**CONSIGNE DONNÉE 1:** D'après le texte fourni, quelle somme M. B... demande-t-il de mettre à la charge de l'État au titre de l'article L.761-1 du code de justice administrative ?
**CONSIGNE DONNÉE 2:** Extrayez du texte fourni, sans la moindre modification, tout le passage allant de « 2°) d'annuler la » jusqu'à « de justice administrative. ».

France | France, Cour administrative d'appel de Nantes, 6ème chambre, 15 octobre 2018, 17NT01242


Vu la procédure suivante :

Procédure contentieuse antérieure :

M. B... a demandé au tribunal administratif de Rennes d'annuler la décision du 3 novembre 2014 par laquelle le ministre de la défense a rejeté son recours administratif préalable dirigé contre le refus de lui accorder le pécule des officiers de carrière et de condamner l'Etat à lui verser la somme de 993 058 euros en réparation du préjudice résultant de l'illégalité de cette décision.

Par un jugement n° 1500092 du 9 février 2017, le tribunal administratif de Rennes a rejeté sa demande.


Procédure devant la cour :

Par une requête enregistrée le 14 avril 2017, M. B..., repré...

Vu la procédure suivante :

Procédure contentieuse antérieure :

M. B... a demandé au tribunal administratif de Rennes d'annuler la décision du 3 novembre 2014 par laquelle le ministre de la défense a rejeté son recours administratif préalable dirigé contre le refus de lui accorder le pécule des officiers de carrière et de condamner l'Etat à lui verser la somme de 993 058 euros en réparation du préjudice résultant de l'illégalité de cette décision.

Par un jugement n° 1500092 du 9 février 2017, le tribunal administratif de Rennes a rejeté sa demande.

Procédure devant la cour :

Par une requête enregistrée le 14 avril 2017, M. B..., représenté par MeC..., demande à la cour :

1°) d'annuler ce jugement du tribunal administratif de Rennes du 9 février 2017 ;

2°) d'annuler la décision du 3 novembre 2014 ;

3°) de condamner l'Etat à lui verser la somme globale de 993 058 euros ;

4°) de mettre à la charge de l'Etat le versement de la somme de 5 000 euros au titre de l'article L.761-1 du code de justice administrative.

**EXTRAIT DE DONNÉES:**

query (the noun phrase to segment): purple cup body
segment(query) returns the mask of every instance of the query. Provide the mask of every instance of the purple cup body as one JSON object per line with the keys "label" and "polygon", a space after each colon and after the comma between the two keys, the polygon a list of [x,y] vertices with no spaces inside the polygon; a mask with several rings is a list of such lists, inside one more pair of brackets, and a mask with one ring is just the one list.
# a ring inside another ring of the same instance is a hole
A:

**RÉPONSE COMPLÈTE 1:** 5 000 euros.

**RÉPONSE COMPLÈTE 2:**
2°) d'annuler la décision du 3 novembre 2014 ;

3°) de condamner l'Etat à lui verser la somme globale de 993 058 euros ;

4°) de mettre à la charge de l'Etat le versement de la somme de 5 000 euros au titre de l'article L.761-1 du code de justice administrative.